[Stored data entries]

········

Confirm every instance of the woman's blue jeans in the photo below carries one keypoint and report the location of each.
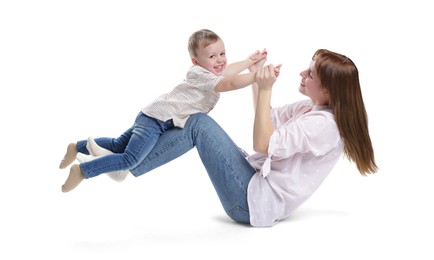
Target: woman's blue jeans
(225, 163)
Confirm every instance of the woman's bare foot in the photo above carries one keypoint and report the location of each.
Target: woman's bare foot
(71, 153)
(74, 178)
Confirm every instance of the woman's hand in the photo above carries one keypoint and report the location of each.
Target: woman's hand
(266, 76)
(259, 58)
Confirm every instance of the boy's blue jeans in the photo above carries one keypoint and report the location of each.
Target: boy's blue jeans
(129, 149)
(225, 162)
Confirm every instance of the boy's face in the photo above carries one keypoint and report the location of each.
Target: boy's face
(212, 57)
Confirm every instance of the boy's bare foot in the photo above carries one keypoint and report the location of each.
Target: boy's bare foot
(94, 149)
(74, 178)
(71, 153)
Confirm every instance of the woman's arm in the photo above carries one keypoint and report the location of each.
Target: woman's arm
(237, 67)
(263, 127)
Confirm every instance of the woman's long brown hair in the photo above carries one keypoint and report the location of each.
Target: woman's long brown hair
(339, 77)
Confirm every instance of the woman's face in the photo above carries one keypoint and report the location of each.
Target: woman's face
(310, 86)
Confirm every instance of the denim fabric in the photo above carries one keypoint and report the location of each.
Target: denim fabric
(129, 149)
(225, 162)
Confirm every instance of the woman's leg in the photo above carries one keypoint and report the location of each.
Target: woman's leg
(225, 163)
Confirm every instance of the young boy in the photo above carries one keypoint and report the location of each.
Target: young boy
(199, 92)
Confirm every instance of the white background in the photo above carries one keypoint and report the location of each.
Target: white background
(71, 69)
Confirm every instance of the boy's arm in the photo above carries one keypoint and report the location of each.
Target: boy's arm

········

Could you retype exactly the lines from the one containing "Target: woman's face" through the final line of the data above, and no others?

Target: woman's face
(310, 86)
Confirm every instance of the denim fabric in the photo above carries one keypoint and report the location of each.
Target: denim fabric
(129, 149)
(225, 162)
Confirm every instance of the woman's leg in the photo above carries one keypoint and report the location of each.
Target: woman's leg
(225, 163)
Confirm every instance of the young boy in the photo above carries one keypoint and report the location of each.
Target: young boy
(199, 92)
Confirm every instance of the white background in the photo above carries one keypoint and report the location of each.
Target: white background
(71, 69)
Confirm every instance of the boy's arm in the photo above carries one keypoint and report the location of each.
Target: boy's arm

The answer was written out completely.